■ **AUSGEWÄHLTER AUSZUG**:
__________________________________________________

Das Know-how der Mitarbeiter ist wichtig

Anlässlich des 150jährigen Firmenjubiläums traf sich die Redaktion der ZKG INTERNATIONAL mit Dr. Detlev Rose, dem Vorstandsvorsitzenden der Polysius AG. In dem sehr informativen Gespräch ging es nicht nur um die Firmengeschichte, sondern auch um Höhen und Tiefen der Polysius AG  und um die zukünftige Ausrichtung.

ZKG: Welche Firmenstrategie erlaubt es einem Unternehmen über lange Jahre hinweg erfolgreich zu agieren?

Dr. Rose: Der Markt muss vorhanden sein, das ist natürlich erst einmal die Vorbedingung. Als zweites müssen die Produkte und Verfahren, die man verkauft, wirklich gut sein. Und man muss innovativ bleiben und sich nicht mit der aktuellen Situation zufrieden geben, sondern man muss versuchen immer bessere Maschinen und Konzepte zu entwickeln. Und ein dritter Punkt, der uns ganz wichtig ist, ist die Unternehmenskultur, sie ist eine der wesentlichen Assets bei Polysius. Das Know-how der Mitarbeiter ist wichtig, das wird nicht durch das Stammkapital abgebildet, sondern das finden wir bei den Menschen selbst.

ZKG: Wie erreicht das Unternehmen eine solche Identifizierung der Mitarbeiter mit der Firma?

Dr. Rose: Wir sind eine sehr kommunikative Firma. Informationen werden an alle Firmenmitglieder weitergegeben, wir sind sehr offen, nicht nur in Beckum, sondern weltweit. Unsere Arbeitsweise überträgt den Mitarbeitern ein Höchstmaß an Verantwortung, d.  h. die Mitarbeiter haben einen hohen Vertrauensvorschuss.

ZKG: Vom Familienunternehmen zur Aktiengesellschaft innerhalb eines großen  Industriekonzerns – was ist vom Familienunternehmen in der heutigen Struktur noch übriggeblieben?

Dr. Rose: Die Identifizierung der Mitarbeiter mit Polysius ist sehr stark, hier in Beckum agieren wir eher wie ein Mittelständler. Kurze Kommunikations- und Entscheidungswege charakterisieren nach wie vor unsere tägliche Arbeit.

__________________________________________________

■ **BEREITGESTELLTES MATERIAL**:
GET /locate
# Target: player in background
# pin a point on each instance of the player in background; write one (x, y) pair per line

__________________________________________________

■ **DEINE AUFGABE**:
Kannst du aus dem Interview zum Polysius-Jubiläum die Stelle wortgetreu wiedergeben, die mit „ZKG: Wie erreicht“ beginnt und bis einschließlich „einen hohen Vertrauensvorschuss.“ reicht?

■ **LÖSUNG ZUR AUFGABE**:
ZKG: Wie erreicht das Unternehmen eine solche Identifizierung der Mitarbeiter mit der Firma?

Dr. Rose: Wir sind eine sehr kommunikative Firma. Informationen werden an alle Firmenmitglieder weitergegeben, wir sind sehr offen, nicht nur in Beckum, sondern weltweit. Unsere Arbeitsweise überträgt den Mitarbeitern ein Höchstmaß an Verantwortung, d.  h. die Mitarbeiter haben einen hohen Vertrauensvorschuss.